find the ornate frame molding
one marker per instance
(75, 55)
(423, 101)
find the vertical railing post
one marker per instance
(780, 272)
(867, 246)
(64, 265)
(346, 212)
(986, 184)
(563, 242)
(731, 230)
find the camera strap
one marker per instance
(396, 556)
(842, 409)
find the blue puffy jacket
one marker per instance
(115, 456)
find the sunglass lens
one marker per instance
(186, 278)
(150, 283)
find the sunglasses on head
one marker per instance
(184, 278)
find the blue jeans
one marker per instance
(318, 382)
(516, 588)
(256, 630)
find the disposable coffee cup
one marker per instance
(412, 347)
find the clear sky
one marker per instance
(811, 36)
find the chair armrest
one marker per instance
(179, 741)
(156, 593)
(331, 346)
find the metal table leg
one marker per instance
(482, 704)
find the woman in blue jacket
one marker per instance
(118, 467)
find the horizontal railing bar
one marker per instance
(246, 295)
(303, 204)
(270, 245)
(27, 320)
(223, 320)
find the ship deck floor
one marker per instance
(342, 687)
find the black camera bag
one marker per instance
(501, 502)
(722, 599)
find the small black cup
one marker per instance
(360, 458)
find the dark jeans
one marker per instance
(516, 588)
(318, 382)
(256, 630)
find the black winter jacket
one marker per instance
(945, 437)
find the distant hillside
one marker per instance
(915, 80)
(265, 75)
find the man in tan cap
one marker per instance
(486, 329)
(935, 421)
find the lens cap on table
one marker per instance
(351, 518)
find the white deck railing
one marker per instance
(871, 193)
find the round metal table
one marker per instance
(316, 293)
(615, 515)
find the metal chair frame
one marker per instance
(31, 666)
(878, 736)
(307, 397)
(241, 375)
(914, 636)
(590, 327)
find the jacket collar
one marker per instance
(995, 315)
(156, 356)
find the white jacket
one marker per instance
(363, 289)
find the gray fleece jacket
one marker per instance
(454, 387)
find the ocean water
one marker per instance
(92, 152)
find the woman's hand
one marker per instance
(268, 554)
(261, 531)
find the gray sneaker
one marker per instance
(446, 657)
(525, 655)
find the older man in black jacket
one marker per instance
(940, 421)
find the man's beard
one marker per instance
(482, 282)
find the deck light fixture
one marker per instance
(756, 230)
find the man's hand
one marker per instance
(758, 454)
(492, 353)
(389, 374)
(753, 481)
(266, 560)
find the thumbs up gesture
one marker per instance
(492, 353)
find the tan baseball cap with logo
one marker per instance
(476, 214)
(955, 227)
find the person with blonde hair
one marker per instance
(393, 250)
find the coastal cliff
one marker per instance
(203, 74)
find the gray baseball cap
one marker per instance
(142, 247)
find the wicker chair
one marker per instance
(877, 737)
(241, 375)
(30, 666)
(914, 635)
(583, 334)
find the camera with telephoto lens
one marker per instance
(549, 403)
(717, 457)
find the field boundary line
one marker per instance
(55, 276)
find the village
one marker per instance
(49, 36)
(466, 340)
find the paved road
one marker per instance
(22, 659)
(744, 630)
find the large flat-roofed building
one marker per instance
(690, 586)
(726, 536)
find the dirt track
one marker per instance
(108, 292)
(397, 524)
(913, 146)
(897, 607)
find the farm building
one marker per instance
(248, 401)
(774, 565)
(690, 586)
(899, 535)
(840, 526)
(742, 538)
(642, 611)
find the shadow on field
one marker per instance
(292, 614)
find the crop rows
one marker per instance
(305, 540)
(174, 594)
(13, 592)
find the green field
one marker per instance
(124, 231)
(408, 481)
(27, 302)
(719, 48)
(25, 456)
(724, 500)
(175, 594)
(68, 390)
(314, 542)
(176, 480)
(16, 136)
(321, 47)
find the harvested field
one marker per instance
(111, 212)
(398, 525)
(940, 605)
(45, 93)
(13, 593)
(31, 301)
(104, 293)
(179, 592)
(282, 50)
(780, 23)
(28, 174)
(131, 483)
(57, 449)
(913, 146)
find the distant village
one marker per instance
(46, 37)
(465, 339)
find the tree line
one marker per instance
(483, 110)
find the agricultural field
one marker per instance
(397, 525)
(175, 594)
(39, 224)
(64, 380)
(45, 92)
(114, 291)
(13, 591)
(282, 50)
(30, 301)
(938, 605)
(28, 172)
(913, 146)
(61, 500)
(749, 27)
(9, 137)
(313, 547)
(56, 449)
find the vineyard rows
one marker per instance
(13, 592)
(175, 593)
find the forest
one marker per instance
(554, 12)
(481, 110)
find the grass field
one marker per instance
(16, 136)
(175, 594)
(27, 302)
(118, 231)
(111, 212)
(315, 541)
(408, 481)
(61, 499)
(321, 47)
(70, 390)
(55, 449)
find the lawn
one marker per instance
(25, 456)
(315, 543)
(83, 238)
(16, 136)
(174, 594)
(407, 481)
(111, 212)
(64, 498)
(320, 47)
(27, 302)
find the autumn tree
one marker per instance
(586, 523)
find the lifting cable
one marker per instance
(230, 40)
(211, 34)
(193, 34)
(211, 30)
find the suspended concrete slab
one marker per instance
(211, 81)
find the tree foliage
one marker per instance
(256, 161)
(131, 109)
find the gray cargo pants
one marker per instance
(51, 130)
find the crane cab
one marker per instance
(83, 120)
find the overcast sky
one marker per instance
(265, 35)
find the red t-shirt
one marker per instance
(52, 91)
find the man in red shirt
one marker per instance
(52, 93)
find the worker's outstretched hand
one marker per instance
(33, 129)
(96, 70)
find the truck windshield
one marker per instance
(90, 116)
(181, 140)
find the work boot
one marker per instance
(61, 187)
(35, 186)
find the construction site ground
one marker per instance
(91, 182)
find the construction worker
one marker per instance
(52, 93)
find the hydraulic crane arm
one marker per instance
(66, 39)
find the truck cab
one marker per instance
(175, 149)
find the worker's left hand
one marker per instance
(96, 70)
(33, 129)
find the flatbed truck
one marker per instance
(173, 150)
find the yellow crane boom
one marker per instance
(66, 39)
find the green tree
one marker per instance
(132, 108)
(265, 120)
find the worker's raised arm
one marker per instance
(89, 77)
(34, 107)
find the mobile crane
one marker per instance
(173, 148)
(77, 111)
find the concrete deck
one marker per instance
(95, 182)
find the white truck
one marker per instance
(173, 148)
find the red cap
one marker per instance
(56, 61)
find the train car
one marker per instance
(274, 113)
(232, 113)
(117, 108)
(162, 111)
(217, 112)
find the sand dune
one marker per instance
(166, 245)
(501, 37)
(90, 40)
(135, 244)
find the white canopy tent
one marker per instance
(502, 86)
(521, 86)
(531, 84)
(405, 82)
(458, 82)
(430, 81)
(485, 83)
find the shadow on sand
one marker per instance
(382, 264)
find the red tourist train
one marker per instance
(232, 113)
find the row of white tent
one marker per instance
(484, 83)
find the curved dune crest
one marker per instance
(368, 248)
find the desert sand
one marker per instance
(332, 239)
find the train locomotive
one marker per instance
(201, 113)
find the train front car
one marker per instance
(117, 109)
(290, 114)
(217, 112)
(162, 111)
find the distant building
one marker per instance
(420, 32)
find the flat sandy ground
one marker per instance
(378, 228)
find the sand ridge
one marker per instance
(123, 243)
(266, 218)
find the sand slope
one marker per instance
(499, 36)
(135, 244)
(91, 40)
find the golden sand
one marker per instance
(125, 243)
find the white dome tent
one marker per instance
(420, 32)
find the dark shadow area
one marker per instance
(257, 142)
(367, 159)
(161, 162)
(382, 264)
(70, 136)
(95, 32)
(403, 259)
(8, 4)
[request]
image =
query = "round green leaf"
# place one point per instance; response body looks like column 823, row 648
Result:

════════

Short exercise. Reproduce the entries above in full by retyping them exactly.

The output.
find the ornate frame molding
one marker per instance
(75, 55)
(423, 101)
find the vertical railing post
one marker per instance
(780, 272)
(867, 246)
(64, 265)
(346, 212)
(986, 184)
(563, 242)
(731, 230)
find the camera strap
one marker per instance
(396, 556)
(842, 409)
find the blue puffy jacket
one marker per instance
(115, 456)
find the sunglass lens
one marker per instance
(186, 278)
(150, 283)
find the sunglasses on head
one marker per instance
(184, 278)
find the blue jeans
one marker per instance
(318, 382)
(516, 588)
(256, 630)
find the disposable coffee cup
one marker per instance
(412, 347)
find the clear sky
one marker per instance
(811, 36)
find the chair armrest
one marker per instance
(179, 741)
(156, 593)
(331, 346)
find the metal table leg
one marker per instance
(482, 704)
find the woman in blue jacket
one marker per instance
(118, 467)
find the horizontal railing bar
one marker per instance
(246, 295)
(303, 204)
(270, 245)
(27, 320)
(223, 320)
find the ship deck floor
one marker per instance
(342, 687)
find the black camera bag
one marker per instance
(501, 502)
(722, 599)
find the small black cup
one marker per instance
(360, 458)
find the dark jeans
one marker per instance
(516, 588)
(318, 382)
(256, 630)
find the black winter jacket
one marker per instance
(945, 437)
find the distant hillside
one marker per instance
(915, 80)
(265, 75)
find the man in tan cap
one marker per instance
(486, 329)
(935, 421)
find the lens cap on table
one marker per instance
(351, 518)
find the white deck railing
one marker per instance
(871, 193)
find the round metal table
one marker per instance
(316, 293)
(615, 515)
find the metal chair frame
one marker per instance
(31, 666)
(878, 736)
(307, 397)
(241, 375)
(914, 636)
(590, 327)
find the jacket collar
one marker per instance
(995, 315)
(156, 356)
find the white jacket
one marker per instance
(363, 289)
find the gray fleece jacket
one marker per instance
(454, 387)
find the ocean water
one marker per instance
(92, 152)
find the woman's hand
one marker per instance
(268, 554)
(261, 531)
find the gray sneaker
one marker per instance
(446, 657)
(525, 655)
find the older man in black jacket
one marker per instance
(940, 421)
find the man's beard
one marker per instance
(482, 282)
find the deck light fixture
one marker per instance
(756, 230)
find the man's hand
one marker per instance
(758, 454)
(492, 353)
(389, 374)
(753, 481)
(266, 560)
find the thumbs up gesture
one marker per instance
(492, 353)
find the tan baseball cap with logo
one marker per instance
(476, 214)
(955, 227)
find the person with blonde hair
one marker per instance
(393, 250)
find the coastal cliff
one marker per instance
(203, 74)
find the gray baseball cap
one marker per instance
(142, 247)
find the wicker chair
one marker per instance
(877, 737)
(241, 375)
(30, 666)
(914, 635)
(583, 334)
find the camera with telephoto lens
one marker per instance
(549, 403)
(717, 457)
find the field boundary line
one marker per instance
(55, 276)
find the village
one marker per instance
(49, 36)
(466, 340)
find the paved road
one marker per instance
(22, 659)
(744, 630)
find the large flat-roofed building
one marker per instance
(690, 586)
(726, 536)
find the dirt track
one marker per instance
(108, 292)
(397, 524)
(913, 146)
(897, 607)
find the farm building
one marker per instance
(248, 401)
(774, 565)
(690, 586)
(899, 535)
(840, 526)
(742, 538)
(642, 611)
find the shadow on field
one marker per instance
(292, 614)
find the crop rows
one marker per instance
(305, 540)
(174, 594)
(13, 592)
find the green field
one marker per instance
(124, 231)
(408, 481)
(27, 302)
(719, 48)
(25, 456)
(724, 500)
(175, 594)
(68, 390)
(314, 542)
(176, 480)
(16, 136)
(321, 47)
find the harvested field
one marker per instance
(111, 212)
(398, 525)
(940, 605)
(45, 93)
(13, 593)
(31, 301)
(104, 293)
(179, 592)
(282, 50)
(780, 23)
(28, 174)
(131, 483)
(57, 449)
(913, 146)
find the distant village
one marker per instance
(46, 37)
(465, 339)
find the tree line
one marker per instance
(483, 110)
find the agricultural field
one marker per instance
(397, 525)
(175, 594)
(39, 224)
(64, 380)
(45, 92)
(114, 291)
(13, 591)
(282, 50)
(30, 301)
(938, 605)
(28, 172)
(913, 146)
(61, 500)
(749, 27)
(9, 137)
(313, 547)
(56, 449)
find the vineyard rows
one marker per instance
(13, 592)
(175, 593)
find the forest
one marker per instance
(554, 12)
(481, 110)
find the grass field
one marker per instance
(16, 136)
(175, 594)
(27, 302)
(118, 231)
(111, 212)
(315, 541)
(408, 481)
(61, 499)
(321, 47)
(70, 390)
(55, 449)
find the lawn
one marker per instance
(25, 456)
(315, 543)
(83, 238)
(16, 136)
(174, 594)
(407, 481)
(111, 212)
(64, 498)
(320, 47)
(27, 302)
find the autumn tree
one marker per instance
(586, 523)
find the lifting cable
one marker per instance
(230, 40)
(211, 34)
(193, 34)
(211, 30)
find the suspended concrete slab
one marker per instance
(211, 81)
find the tree foliage
one marker per instance
(256, 161)
(131, 109)
find the gray cargo pants
one marker per instance
(51, 130)
find the crane cab
one marker per instance
(83, 120)
find the overcast sky
one marker per instance
(265, 35)
find the red t-shirt
one marker per instance
(52, 91)
find the man in red shirt
one marker per instance
(52, 93)
find the worker's outstretched hand
one marker per instance
(33, 129)
(96, 70)
find the truck windshield
one marker per instance
(90, 116)
(181, 140)
find the work boot
one marker per instance
(61, 187)
(35, 186)
find the construction site ground
one marker per instance
(91, 182)
find the construction worker
one marker per instance
(52, 93)
find the hydraulic crane arm
one marker per instance
(66, 39)
find the truck cab
one marker per instance
(175, 149)
find the worker's left hand
one marker per instance
(96, 70)
(33, 129)
find the flatbed truck
one marker per instance
(173, 150)
find the yellow crane boom
one marker per instance
(66, 39)
find the green tree
one marker per instance
(132, 108)
(265, 120)
find the worker's raised arm
one marker per instance
(89, 77)
(34, 107)
find the mobile crane
one marker per instance
(173, 148)
(77, 111)
find the concrete deck
one marker per instance
(95, 182)
find the white truck
one marker per instance
(173, 148)
find the red cap
one marker per instance
(56, 61)
find the train car
one marker per instance
(274, 113)
(232, 113)
(117, 108)
(162, 111)
(217, 112)
find the sand dune
one marker per instance
(166, 245)
(501, 37)
(90, 40)
(135, 244)
find the white canopy tent
one marker per instance
(502, 86)
(521, 86)
(531, 84)
(405, 82)
(458, 82)
(430, 81)
(485, 83)
find the shadow on sand
one marker per instance
(382, 264)
find the red tourist train
one marker per instance
(232, 113)
find the row of white tent
one marker per instance
(484, 83)
find the curved dune crest
one marker per instance
(368, 248)
find the desert sand
one marker per instance
(332, 239)
find the train locomotive
one marker per instance
(201, 113)
find the train front car
one marker per instance
(117, 109)
(290, 114)
(217, 112)
(162, 111)
find the distant building
one marker per instance
(420, 32)
find the flat sandy ground
one marker per instance
(378, 228)
find the sand ridge
one marker per instance
(123, 243)
(266, 218)
find the sand slope
one marker per instance
(499, 36)
(135, 244)
(91, 40)
find the golden sand
one marker per instance
(125, 243)
find the white dome tent
one marker per instance
(420, 32)
find the dark shadow area
one marker per instance
(257, 142)
(367, 159)
(161, 162)
(382, 264)
(70, 136)
(95, 32)
(403, 259)
(8, 4)
[request]
image =
query = "round green leaf"
# place one point per instance; response body looks like column 823, row 648
Result:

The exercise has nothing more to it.